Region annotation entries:
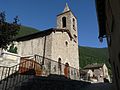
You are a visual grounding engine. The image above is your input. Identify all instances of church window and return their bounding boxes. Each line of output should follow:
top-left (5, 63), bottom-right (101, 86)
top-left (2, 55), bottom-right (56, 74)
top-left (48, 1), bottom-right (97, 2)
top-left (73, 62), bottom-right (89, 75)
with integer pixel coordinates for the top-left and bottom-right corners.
top-left (73, 18), bottom-right (75, 30)
top-left (62, 17), bottom-right (66, 28)
top-left (65, 41), bottom-right (68, 46)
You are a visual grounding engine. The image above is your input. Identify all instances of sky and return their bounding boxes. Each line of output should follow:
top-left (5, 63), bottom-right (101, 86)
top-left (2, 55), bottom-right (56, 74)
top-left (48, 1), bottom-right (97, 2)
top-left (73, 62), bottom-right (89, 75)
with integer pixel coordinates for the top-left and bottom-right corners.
top-left (0, 0), bottom-right (107, 48)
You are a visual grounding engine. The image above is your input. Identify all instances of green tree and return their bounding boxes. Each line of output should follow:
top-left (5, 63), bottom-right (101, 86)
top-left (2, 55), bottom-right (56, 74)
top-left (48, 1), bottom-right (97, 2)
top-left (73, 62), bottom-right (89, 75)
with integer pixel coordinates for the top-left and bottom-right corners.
top-left (0, 12), bottom-right (20, 49)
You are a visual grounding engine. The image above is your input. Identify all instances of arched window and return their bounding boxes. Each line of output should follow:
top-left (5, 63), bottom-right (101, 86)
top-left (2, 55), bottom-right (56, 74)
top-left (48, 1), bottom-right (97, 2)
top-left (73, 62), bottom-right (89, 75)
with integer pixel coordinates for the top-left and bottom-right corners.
top-left (73, 18), bottom-right (75, 30)
top-left (62, 17), bottom-right (66, 28)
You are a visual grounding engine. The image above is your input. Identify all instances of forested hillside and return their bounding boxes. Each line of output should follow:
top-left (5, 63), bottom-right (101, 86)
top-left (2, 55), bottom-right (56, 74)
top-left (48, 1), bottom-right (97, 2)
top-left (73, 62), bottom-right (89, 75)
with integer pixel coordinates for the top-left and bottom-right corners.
top-left (79, 46), bottom-right (110, 68)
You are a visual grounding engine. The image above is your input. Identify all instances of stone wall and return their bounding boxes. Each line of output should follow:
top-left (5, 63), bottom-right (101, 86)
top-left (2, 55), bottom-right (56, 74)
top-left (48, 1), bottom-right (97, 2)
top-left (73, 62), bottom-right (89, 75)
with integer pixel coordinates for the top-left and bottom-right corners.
top-left (52, 32), bottom-right (79, 69)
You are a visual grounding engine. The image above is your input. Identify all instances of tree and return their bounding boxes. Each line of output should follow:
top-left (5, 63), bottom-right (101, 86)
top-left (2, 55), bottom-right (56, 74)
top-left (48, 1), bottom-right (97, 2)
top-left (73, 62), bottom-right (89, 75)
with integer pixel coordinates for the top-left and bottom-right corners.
top-left (0, 12), bottom-right (20, 49)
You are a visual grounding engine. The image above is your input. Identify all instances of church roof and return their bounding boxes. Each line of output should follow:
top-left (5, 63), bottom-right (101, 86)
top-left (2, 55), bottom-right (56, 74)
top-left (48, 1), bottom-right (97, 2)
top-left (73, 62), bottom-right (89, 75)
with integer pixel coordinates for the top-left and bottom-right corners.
top-left (57, 3), bottom-right (76, 18)
top-left (13, 28), bottom-right (72, 41)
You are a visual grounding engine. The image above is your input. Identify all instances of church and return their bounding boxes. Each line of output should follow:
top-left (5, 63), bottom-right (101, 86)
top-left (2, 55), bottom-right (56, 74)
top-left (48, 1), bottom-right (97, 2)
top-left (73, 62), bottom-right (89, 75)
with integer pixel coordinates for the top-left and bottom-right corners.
top-left (15, 4), bottom-right (79, 69)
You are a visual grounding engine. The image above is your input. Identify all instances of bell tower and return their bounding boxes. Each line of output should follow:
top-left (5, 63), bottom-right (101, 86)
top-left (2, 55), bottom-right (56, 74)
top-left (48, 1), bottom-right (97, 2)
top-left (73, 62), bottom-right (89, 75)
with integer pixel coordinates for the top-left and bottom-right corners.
top-left (57, 3), bottom-right (77, 42)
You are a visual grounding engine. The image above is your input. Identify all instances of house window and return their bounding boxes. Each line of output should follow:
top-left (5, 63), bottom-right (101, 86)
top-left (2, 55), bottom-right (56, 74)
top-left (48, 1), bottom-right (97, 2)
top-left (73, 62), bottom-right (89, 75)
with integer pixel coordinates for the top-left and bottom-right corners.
top-left (62, 17), bottom-right (66, 28)
top-left (106, 0), bottom-right (114, 35)
top-left (73, 18), bottom-right (75, 30)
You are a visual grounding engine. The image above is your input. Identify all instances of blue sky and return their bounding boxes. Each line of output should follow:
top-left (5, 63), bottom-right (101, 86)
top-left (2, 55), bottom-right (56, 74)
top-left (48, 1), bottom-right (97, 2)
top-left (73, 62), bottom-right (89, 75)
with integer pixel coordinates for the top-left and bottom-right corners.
top-left (0, 0), bottom-right (107, 48)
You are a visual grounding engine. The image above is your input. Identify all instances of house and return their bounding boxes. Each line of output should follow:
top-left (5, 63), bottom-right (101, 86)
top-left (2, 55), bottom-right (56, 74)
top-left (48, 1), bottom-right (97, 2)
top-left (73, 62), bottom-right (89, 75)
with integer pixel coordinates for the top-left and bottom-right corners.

### Task goal
Rewrite all of the material, replacing "visual grounding engine" with "region detector" each time it appears and changing nothing else. Leave the pictures out of your answer.

### Answer in full
You are a region detector. The image above is your input. Identify all instances of church window and return their bounding boxes. Each line of output should follow:
top-left (5, 63), bottom-right (101, 86)
top-left (2, 55), bottom-right (56, 74)
top-left (48, 1), bottom-right (97, 2)
top-left (73, 62), bottom-right (89, 75)
with integer pixel coordinates for the top-left and bottom-right corners.
top-left (73, 18), bottom-right (75, 30)
top-left (62, 17), bottom-right (66, 28)
top-left (65, 41), bottom-right (68, 46)
You are a region detector. The image above is your input. Identify all instances of sky and return their bounding boxes. Each line of output should follow:
top-left (5, 63), bottom-right (101, 86)
top-left (2, 55), bottom-right (56, 74)
top-left (48, 1), bottom-right (97, 2)
top-left (73, 62), bottom-right (89, 75)
with integer pixel coordinates for the top-left and bottom-right corners.
top-left (0, 0), bottom-right (107, 48)
You are a region detector. The image above is your input. Identify all instances of green tree and return their bounding boxes. Each line of output should follow:
top-left (5, 63), bottom-right (101, 86)
top-left (2, 55), bottom-right (56, 74)
top-left (48, 1), bottom-right (97, 2)
top-left (73, 62), bottom-right (89, 75)
with integer pixel coordinates for the top-left and bottom-right corners.
top-left (0, 12), bottom-right (20, 49)
You are a region detector. The image above is your input. Identify all instances of arched window and return their bounding boxes. Each line of output should follow:
top-left (5, 63), bottom-right (101, 86)
top-left (2, 55), bottom-right (56, 74)
top-left (48, 1), bottom-right (97, 2)
top-left (73, 62), bottom-right (89, 75)
with integer pixel coordinates for the top-left and bottom-right corners.
top-left (73, 18), bottom-right (75, 30)
top-left (62, 17), bottom-right (66, 28)
You are a region detector. The image above is your input. Identify all instances of forested hillside and return their bounding boxes. Each line of output should follow:
top-left (5, 63), bottom-right (101, 86)
top-left (2, 55), bottom-right (56, 74)
top-left (48, 1), bottom-right (97, 2)
top-left (73, 62), bottom-right (89, 75)
with integer pixel coordinates for the top-left and bottom-right corners.
top-left (79, 46), bottom-right (110, 68)
You are a region detector. The image above is your input. Identify all instances of stone wall and return their bounding boxes. Each line of output should follow:
top-left (5, 63), bottom-right (101, 86)
top-left (2, 55), bottom-right (56, 74)
top-left (48, 1), bottom-right (97, 2)
top-left (73, 62), bottom-right (89, 75)
with integer pixel coordinates for the top-left and bottom-right corners.
top-left (52, 32), bottom-right (79, 69)
You are a region detector. The image above is your input. Identify all instances of tree and return their bounding boxes. Each line of output should follow:
top-left (5, 63), bottom-right (101, 86)
top-left (2, 55), bottom-right (56, 74)
top-left (48, 1), bottom-right (97, 2)
top-left (73, 62), bottom-right (89, 75)
with integer pixel coordinates for the top-left and bottom-right corners.
top-left (0, 12), bottom-right (20, 49)
You are a region detector. The image above is your input. Identify all instances of church roof and return their bounding boxes. Each line of output should follow:
top-left (5, 63), bottom-right (101, 86)
top-left (2, 55), bottom-right (56, 74)
top-left (48, 1), bottom-right (97, 2)
top-left (73, 62), bottom-right (89, 75)
with integer pixel coordinates for the top-left and bottom-right corners.
top-left (57, 3), bottom-right (76, 18)
top-left (13, 28), bottom-right (72, 41)
You are a region detector. The image above is your input. Identify all instances of church and return their bounding boxes. Each line of output should follow:
top-left (5, 63), bottom-right (101, 86)
top-left (2, 55), bottom-right (56, 74)
top-left (48, 1), bottom-right (97, 2)
top-left (73, 62), bottom-right (89, 75)
with integer pixel coordinates for the top-left and bottom-right corners.
top-left (15, 4), bottom-right (79, 69)
You are a region detector. The image above is your input. Identify all instances of bell tower and return their bounding boxes. Each line of output should follow:
top-left (5, 63), bottom-right (101, 86)
top-left (2, 55), bottom-right (56, 74)
top-left (48, 1), bottom-right (97, 2)
top-left (73, 62), bottom-right (89, 75)
with integer pixel coordinates for the top-left and bottom-right corners.
top-left (57, 3), bottom-right (77, 42)
You are a region detector. The image above is your input. Identify all instances of house window and return their bounding boxes. Each line of output should follow:
top-left (5, 63), bottom-right (101, 86)
top-left (2, 55), bottom-right (56, 74)
top-left (48, 1), bottom-right (97, 2)
top-left (73, 62), bottom-right (89, 75)
with integer pixel coordinates for the top-left and bottom-right corners.
top-left (62, 17), bottom-right (66, 28)
top-left (106, 0), bottom-right (114, 35)
top-left (73, 18), bottom-right (75, 30)
You are a region detector. The image above is your input. Identify all instances of blue sky and return their bounding boxes. Each line of output should follow:
top-left (5, 63), bottom-right (101, 86)
top-left (2, 55), bottom-right (56, 74)
top-left (48, 1), bottom-right (97, 2)
top-left (73, 62), bottom-right (89, 75)
with integer pixel coordinates for the top-left and bottom-right corners.
top-left (0, 0), bottom-right (107, 48)
You are a region detector. The image above is your input. Identify all instances of house and return their bounding boxes. Each line of output should follow:
top-left (5, 63), bottom-right (101, 86)
top-left (2, 55), bottom-right (56, 74)
top-left (48, 1), bottom-right (97, 2)
top-left (73, 62), bottom-right (89, 75)
with integer pixel coordinates for the top-left and bottom-right corners.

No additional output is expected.